[Records from a data source]
○ ○ ○ ○ ○ ○ ○

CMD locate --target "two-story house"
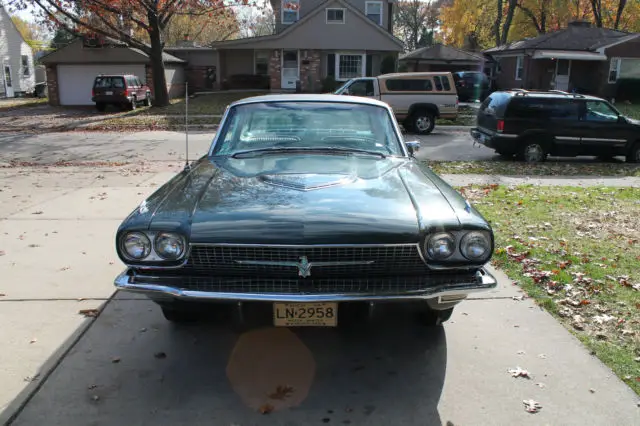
[213,0,403,91]
[0,2,35,98]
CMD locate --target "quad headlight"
[119,231,187,262]
[122,232,151,260]
[154,232,185,260]
[427,232,456,260]
[460,231,491,262]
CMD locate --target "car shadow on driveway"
[12,293,447,426]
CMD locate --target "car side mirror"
[404,141,420,156]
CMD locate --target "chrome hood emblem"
[235,256,375,278]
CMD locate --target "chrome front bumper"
[114,268,498,302]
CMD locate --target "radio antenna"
[184,81,189,169]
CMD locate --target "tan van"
[334,72,458,135]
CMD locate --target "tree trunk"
[613,0,627,30]
[147,6,169,107]
[493,0,502,46]
[149,44,169,107]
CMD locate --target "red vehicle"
[91,74,151,111]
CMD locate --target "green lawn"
[0,98,49,111]
[464,185,640,394]
[426,160,640,177]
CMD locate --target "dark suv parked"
[471,90,640,163]
[452,71,491,102]
[91,74,151,111]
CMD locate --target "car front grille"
[182,244,428,279]
[133,272,479,295]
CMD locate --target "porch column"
[300,50,322,93]
[269,49,282,91]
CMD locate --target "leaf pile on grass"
[458,185,640,394]
[426,160,640,177]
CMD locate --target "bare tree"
[493,0,518,46]
[393,0,440,51]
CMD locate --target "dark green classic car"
[115,94,496,326]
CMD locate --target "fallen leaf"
[269,385,293,400]
[258,404,273,414]
[509,367,531,379]
[522,399,542,413]
[78,309,100,318]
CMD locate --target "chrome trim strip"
[582,138,627,142]
[114,268,498,302]
[556,136,580,141]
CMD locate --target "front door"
[555,59,571,92]
[4,65,14,98]
[281,50,299,89]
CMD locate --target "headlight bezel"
[460,231,493,262]
[153,231,186,261]
[120,231,153,262]
[117,230,190,267]
[424,232,457,262]
[421,229,495,262]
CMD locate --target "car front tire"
[518,140,548,163]
[626,142,640,163]
[411,111,436,135]
[420,308,454,327]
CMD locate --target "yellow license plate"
[273,302,338,327]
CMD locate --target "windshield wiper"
[231,147,386,158]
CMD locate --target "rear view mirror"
[404,141,420,156]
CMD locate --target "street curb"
[0,290,118,426]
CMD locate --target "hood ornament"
[235,256,375,278]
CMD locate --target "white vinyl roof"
[533,50,607,61]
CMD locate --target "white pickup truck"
[334,72,458,135]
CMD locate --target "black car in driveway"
[470,90,640,163]
[452,71,491,102]
[115,94,497,327]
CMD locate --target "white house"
[0,3,36,98]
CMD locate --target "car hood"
[130,154,468,244]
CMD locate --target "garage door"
[58,64,146,105]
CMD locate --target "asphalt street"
[0,132,640,426]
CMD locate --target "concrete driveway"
[0,162,640,426]
[0,132,640,426]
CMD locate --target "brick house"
[485,21,640,98]
[212,0,403,92]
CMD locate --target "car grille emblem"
[235,256,375,278]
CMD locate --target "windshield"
[212,101,404,156]
[333,78,355,95]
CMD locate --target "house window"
[327,8,345,24]
[281,0,300,24]
[365,1,382,25]
[253,50,270,75]
[516,55,524,80]
[336,54,365,80]
[22,55,31,77]
[609,58,622,84]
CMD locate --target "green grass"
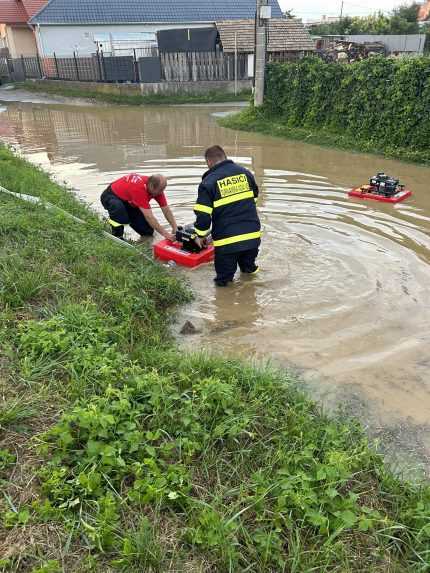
[15,81,251,105]
[218,107,430,165]
[0,145,430,573]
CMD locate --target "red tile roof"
[21,0,48,20]
[0,0,29,24]
[418,0,430,22]
[0,0,48,24]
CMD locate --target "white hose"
[0,185,154,263]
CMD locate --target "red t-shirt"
[111,173,167,209]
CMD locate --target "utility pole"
[254,0,271,107]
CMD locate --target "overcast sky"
[279,0,405,20]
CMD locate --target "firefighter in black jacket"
[194,145,261,286]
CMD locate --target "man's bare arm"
[140,208,173,240]
[161,205,178,233]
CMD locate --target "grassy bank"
[218,57,430,164]
[218,107,430,165]
[0,145,430,573]
[15,81,251,105]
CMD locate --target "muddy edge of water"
[0,98,430,474]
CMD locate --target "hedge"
[264,57,430,151]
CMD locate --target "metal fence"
[0,49,249,83]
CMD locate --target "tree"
[311,2,420,36]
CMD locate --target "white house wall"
[37,22,214,56]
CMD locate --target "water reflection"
[0,99,430,474]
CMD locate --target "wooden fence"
[0,51,248,83]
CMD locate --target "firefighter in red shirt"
[100,173,177,240]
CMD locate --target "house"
[30,0,282,56]
[217,18,315,76]
[0,0,47,58]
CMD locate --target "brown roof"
[0,0,28,24]
[0,0,47,24]
[217,18,315,53]
[22,0,48,19]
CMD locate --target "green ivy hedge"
[264,57,430,150]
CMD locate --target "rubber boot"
[111,225,124,241]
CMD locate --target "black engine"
[370,173,404,197]
[176,225,202,253]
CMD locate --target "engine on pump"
[370,173,405,197]
[176,225,202,253]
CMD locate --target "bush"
[263,57,430,156]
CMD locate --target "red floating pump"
[154,225,215,268]
[348,173,412,203]
[154,239,215,268]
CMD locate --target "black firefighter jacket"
[194,159,261,253]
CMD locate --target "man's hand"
[162,231,176,243]
[194,237,208,249]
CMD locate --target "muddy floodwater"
[0,97,430,473]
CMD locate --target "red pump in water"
[154,225,215,268]
[348,173,412,203]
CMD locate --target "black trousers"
[215,248,258,286]
[100,187,154,237]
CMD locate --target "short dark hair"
[148,175,163,191]
[205,145,227,163]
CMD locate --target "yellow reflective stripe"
[214,191,254,209]
[194,227,209,237]
[108,219,125,227]
[194,203,213,215]
[214,231,261,247]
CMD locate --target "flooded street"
[0,97,430,474]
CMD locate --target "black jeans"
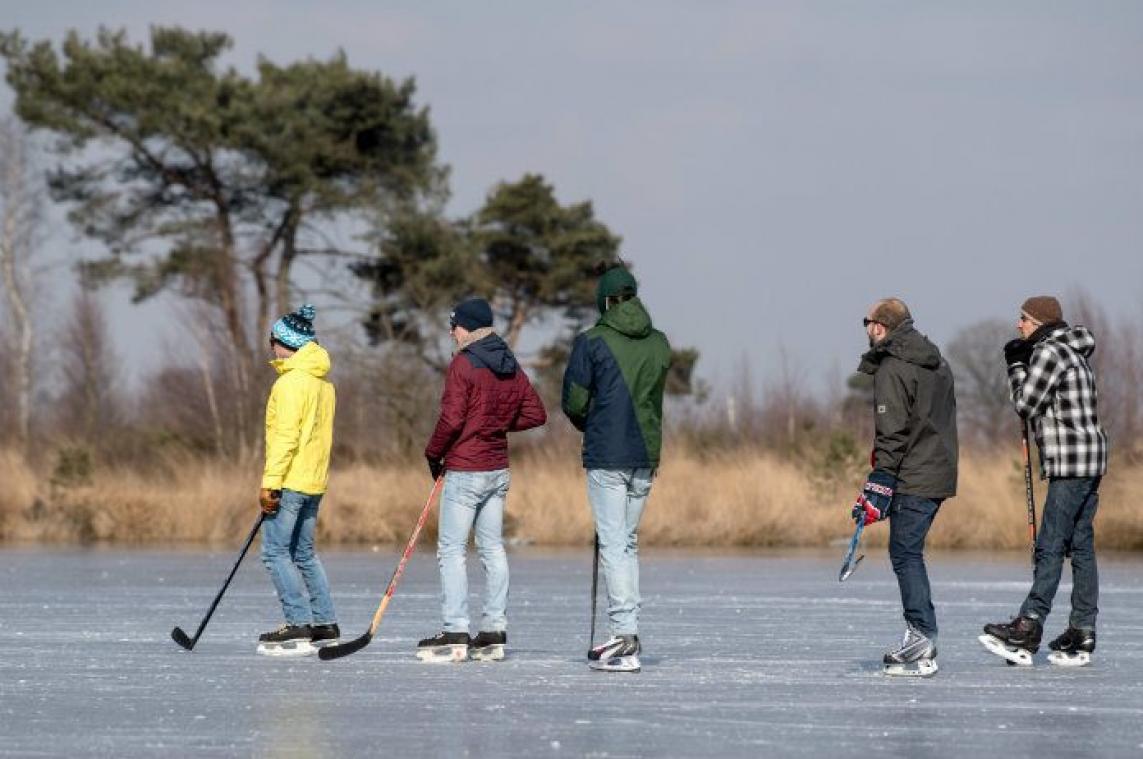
[1020,477,1101,630]
[889,495,943,640]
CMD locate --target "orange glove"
[258,488,282,514]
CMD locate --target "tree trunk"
[504,301,528,352]
[0,122,37,449]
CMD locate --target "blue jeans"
[889,495,943,641]
[1020,477,1100,630]
[262,490,337,624]
[437,469,512,632]
[588,469,655,636]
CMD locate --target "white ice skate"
[417,632,470,664]
[881,624,940,678]
[588,636,642,672]
[976,633,1032,666]
[257,624,318,656]
[257,640,318,656]
[1048,650,1092,666]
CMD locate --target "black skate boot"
[977,616,1044,666]
[469,630,507,662]
[258,624,317,656]
[881,624,937,678]
[588,636,642,672]
[1048,625,1095,666]
[310,622,342,648]
[417,632,470,663]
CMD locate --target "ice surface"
[0,546,1143,758]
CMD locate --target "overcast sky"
[0,0,1143,397]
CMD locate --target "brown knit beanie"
[1020,295,1064,325]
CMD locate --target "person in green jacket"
[852,298,958,677]
[561,264,671,672]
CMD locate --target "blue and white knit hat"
[270,303,315,351]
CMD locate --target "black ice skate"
[1048,626,1095,666]
[258,624,318,656]
[977,616,1044,666]
[469,630,507,662]
[881,624,938,678]
[417,632,470,664]
[310,622,342,648]
[588,636,642,672]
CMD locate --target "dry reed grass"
[0,449,1143,550]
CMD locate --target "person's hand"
[1004,337,1032,366]
[258,488,282,514]
[850,470,897,526]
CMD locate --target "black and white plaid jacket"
[1008,325,1108,477]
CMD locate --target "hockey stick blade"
[318,631,373,662]
[170,628,197,650]
[318,474,445,662]
[838,519,865,583]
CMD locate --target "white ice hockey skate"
[881,624,940,678]
[588,636,642,672]
[1048,650,1092,666]
[257,640,318,656]
[257,624,318,656]
[976,634,1032,666]
[417,632,470,664]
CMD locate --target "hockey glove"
[1004,337,1032,366]
[850,469,897,526]
[258,488,282,514]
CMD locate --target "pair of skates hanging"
[977,616,1095,666]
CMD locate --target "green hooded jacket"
[857,319,958,500]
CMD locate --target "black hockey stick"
[1021,420,1036,569]
[318,474,445,661]
[588,533,599,653]
[838,514,865,583]
[170,511,266,650]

○ ○ ○ ○ ○ ○ ○

*Work instructions*.
Can you rewrite the records as a numbered list, running from their first line through the line containing "[231,147,386,158]" (both ends included), with blank lines and pictures left out?

*Worked answer*.
1. CMD locate --target "two-story house"
2. [213,0,403,91]
3. [0,2,35,98]
4. CMD locate --target "quad headlight"
5. [119,231,187,262]
6. [122,232,151,260]
7. [154,232,185,260]
8. [427,232,456,260]
9. [460,231,491,262]
10. CMD locate --target "car shadow on driveway"
11. [12,293,447,426]
12. CMD locate --target "car side mirror"
13. [404,141,420,156]
14. CMD locate --target "chrome hood emblem"
15. [235,256,375,278]
16. CMD locate --target "chrome front bumper"
17. [114,268,498,302]
18. CMD locate --target "radio antenna"
19. [184,81,189,169]
20. CMD locate --target "tan van"
21. [334,72,458,135]
22. CMD locate --target "tree trunk"
23. [613,0,627,30]
24. [147,6,169,107]
25. [493,0,502,46]
26. [149,44,169,107]
27. CMD locate --target "red vehicle"
28. [91,74,151,111]
29. CMD locate --target "green lawn"
30. [0,98,49,111]
31. [464,185,640,394]
32. [426,160,640,177]
33. CMD locate --target "dark suv parked"
34. [471,90,640,163]
35. [452,71,491,102]
36. [91,74,151,111]
37. CMD locate --target "car front grille"
38. [182,244,428,279]
39. [133,272,479,295]
40. CMD locate --target "porch column"
41. [300,50,322,93]
42. [269,49,282,91]
43. CMD locate --target "leaf pile on grass"
44. [458,185,640,394]
45. [426,160,640,177]
46. CMD locate --target "bare tree"
47. [493,0,518,46]
48. [393,0,440,51]
49. CMD locate --target "dark green classic car"
50. [115,94,496,326]
51. CMD locate --target "fallen leaf"
52. [269,385,293,400]
53. [258,404,273,414]
54. [509,367,531,379]
55. [522,399,542,413]
56. [78,309,100,318]
57. CMD locate --target "chrome trim strip"
58. [582,138,627,142]
59. [114,268,498,302]
60. [556,136,580,141]
61. CMD locate --target "front door"
62. [555,59,571,92]
63. [4,65,14,98]
64. [281,50,299,89]
65. CMD locate --target "headlight bezel"
66. [460,231,493,262]
67. [153,231,186,261]
68. [120,231,153,262]
69. [117,230,190,267]
70. [424,232,457,262]
71. [421,229,495,262]
72. CMD locate --target "car front tire"
73. [518,140,548,163]
74. [626,142,640,163]
75. [411,111,436,135]
76. [420,308,454,327]
77. CMD locate --target "yellow license plate"
78. [273,302,338,327]
79. CMD locate --target "windshield wiper"
80. [231,147,386,158]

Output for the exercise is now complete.